Selected extract —
• • • • •

As psychotherapists and agents of change, we look at how the system, be it individual, couple, family, or culture, organizes itself. We learn to examine phenomena both broadly and narrowly... without judgment and, to the extent possible, without prejudice. Our lens can shift from the precise notation of the flicker of an eyelid, to a sweeping social and even global perspective (Melnick).
Phenomenology
Gestaltists believe that one can only know what one experiences. "Phenomenology" reflects the various levels of awareness and the degree of focus that people attend to as they give meaning to their lives. The concept further accepts the uniqueness of each individual and considers all perspectives legitimate.
With the phenomenological approach to therapy, one also adopts a method in which the observation and description of data (phenomenon) become paramount to therapeutic process. As much as possible, the therapist avoids interpretation and assumption and relies on the process of feedback to be the tool to bring about awareness and consequential change or adaptation
Dialogue
Because Gestaltists believe that all experience is co-created, dialogue is used as a method to encourage the open engagement of two phenomenologies(the therapist and the client). Appropriate self-disclosure of the therapist through dialogue helps to encourage authenticity within the relationship and also serves to create a shared language of meaning. The intent is to allow growth through the field of interpersonal transaction.

• • • • •

Record set —
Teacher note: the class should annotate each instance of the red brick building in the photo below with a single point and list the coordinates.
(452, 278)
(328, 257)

• • • • •

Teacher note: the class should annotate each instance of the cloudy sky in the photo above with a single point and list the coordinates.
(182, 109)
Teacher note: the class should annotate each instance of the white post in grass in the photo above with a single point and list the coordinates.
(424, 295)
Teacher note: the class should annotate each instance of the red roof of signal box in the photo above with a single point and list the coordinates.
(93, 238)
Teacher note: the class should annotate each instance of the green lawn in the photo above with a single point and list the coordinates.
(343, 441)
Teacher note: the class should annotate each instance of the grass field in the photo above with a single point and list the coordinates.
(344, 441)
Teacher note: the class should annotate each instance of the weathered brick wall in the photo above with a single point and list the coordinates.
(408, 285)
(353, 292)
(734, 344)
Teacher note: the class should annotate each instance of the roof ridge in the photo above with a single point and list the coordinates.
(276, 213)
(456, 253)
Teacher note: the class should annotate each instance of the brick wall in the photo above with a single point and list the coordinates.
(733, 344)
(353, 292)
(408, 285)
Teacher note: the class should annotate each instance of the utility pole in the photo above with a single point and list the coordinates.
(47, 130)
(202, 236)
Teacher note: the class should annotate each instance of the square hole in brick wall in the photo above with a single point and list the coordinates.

• • • • •

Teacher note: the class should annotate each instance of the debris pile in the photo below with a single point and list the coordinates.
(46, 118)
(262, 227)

• • • • •

What the task asks — Copy the Gestalt therapy passage from "As psychotherapists and" up to and including "all perspectives legitimate.". Rely on the Gestalt therapy passage alone.

Answer space —
As psychotherapists and agents of change, we look at how the system, be it individual, couple, family, or culture, organizes itself. We learn to examine phenomena both broadly and narrowly... without judgment and, to the extent possible, without prejudice. Our lens can shift from the precise notation of the flicker of an eyelid, to a sweeping social and even global perspective (Melnick).
Phenomenology
Gestaltists believe that one can only know what one experiences. "Phenomenology" reflects the various levels of awareness and the degree of focus that people attend to as they give meaning to their lives. The concept further accepts the uniqueness of each individual and considers all perspectives legitimate.